YOUR OBJECTIVE.
Answer these questions using the text on minimum wages and Family Allowances below.
(a) Which government set up trade boards in the "sweated trades," and in what year?
(b) What are Family Allowances now called?
(c) According to the text, what prevents an immediate employer from paying workers the value of their labor-power?

EXCERPTED TEXT.

----

What this means is that, in the terminology of Marxian economics, these workers get paid less than the value of their labour-power. They don’t get paid a “fair” wage even by capitalism’s standard of fairness, i.e. the full value of what they are selling.

This creates problems both for their immediate employers and for the employing class as a whole which has to foot the bill for the increasing ill-health and destitution that result from paying workers over a long period less than the value of their labour-power.

The problem for their immediate employers is that, even if they wanted to be a “good” employer and pay their workers the value of their labour-power as a means of getting their money’s worth in terms of work done and profits made, they can’t because of competition from other employers. None of them dares make the first move for fear of losing business, indeed of going out of business.

The solution that has been adopted in Britain has been two-fold. First, to introduce minimum wages in the trades concerned and, second, to introduce Family Allowances.

It was the Liberal government in 1909 that took the initiative and set up trade boards, later called Wages Councils, in the “sweated trades”, such as the retail trade, hotels and catering, and the rag trade, where workers tended to be persistently paid a wage below subsistence level. Under this system the employers, the unions and government officials met to fix a minimum hourly rate for the particular trade. It was an offence for an employer to pay below this rate. There was no national minimum wage, only different minimum wages for the different trades.

Subsidising employers

Family Allowances (now called Child Benefit) were introduced by the wartime coalition government in 1945. But, as the pamphlets Beveridge Reorganises Poverty and Family Allowances: A Socialist Analysis which we in the Socialist Party brought out at the time explained, this was not at all what it appeared to be: a money payment by the capitalist state which would leave all those with two or more dependent children better off by that amount.

Under capitalism and its wages system any regular payment received by workers in employment is going to have an effect on wage levels. This is because, as explained, wages tend to be fixed at a level which provides workers with enough money to buy what they need to maintain their particular skill in working order and also to bring up a family to take their place in the labour force when they are too old to work. If the state makes a contribution towards these costs, this means the workers’ immediate employer doesn’t have to.

----

DATA TO EXAMINE.

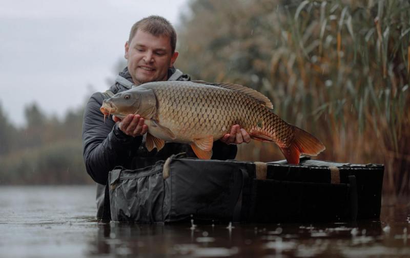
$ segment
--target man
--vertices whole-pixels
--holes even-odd
[[[98,183],[98,218],[102,218],[105,185],[109,171],[115,167],[144,168],[181,152],[195,157],[189,145],[175,143],[167,143],[159,152],[156,149],[149,152],[143,137],[148,130],[144,118],[129,114],[122,120],[114,116],[113,121],[104,123],[99,110],[104,99],[133,86],[153,81],[190,80],[174,67],[178,55],[176,44],[175,29],[164,18],[151,16],[137,22],[125,44],[127,67],[109,91],[93,94],[87,104],[83,125],[83,155],[87,172]],[[248,133],[235,125],[230,133],[214,143],[212,158],[233,159],[237,148],[232,144],[250,141]]]

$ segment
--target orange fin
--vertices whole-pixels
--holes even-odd
[[[209,151],[204,151],[198,147],[195,144],[191,144],[191,147],[195,155],[201,159],[210,159],[212,156],[212,149]]]
[[[262,134],[251,135],[251,138],[255,140],[259,140],[259,142],[273,142],[273,139]]]
[[[194,139],[192,142],[201,150],[210,151],[214,145],[214,136],[209,135],[200,139]]]
[[[156,148],[157,150],[159,151],[163,147],[164,145],[165,145],[165,142],[163,139],[157,138],[150,133],[147,133],[145,146],[148,151],[152,151],[154,148]]]
[[[308,132],[296,126],[295,138],[289,147],[281,148],[280,150],[289,164],[299,164],[299,158],[302,153],[316,156],[326,149],[320,140]]]

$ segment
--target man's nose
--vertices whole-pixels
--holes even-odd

----

SOLUTION TO THE PROBLEM.
(a) The Liberal government set them up in 1909.
(b) Child Benefit.
(c) Competition from other employers prevents it.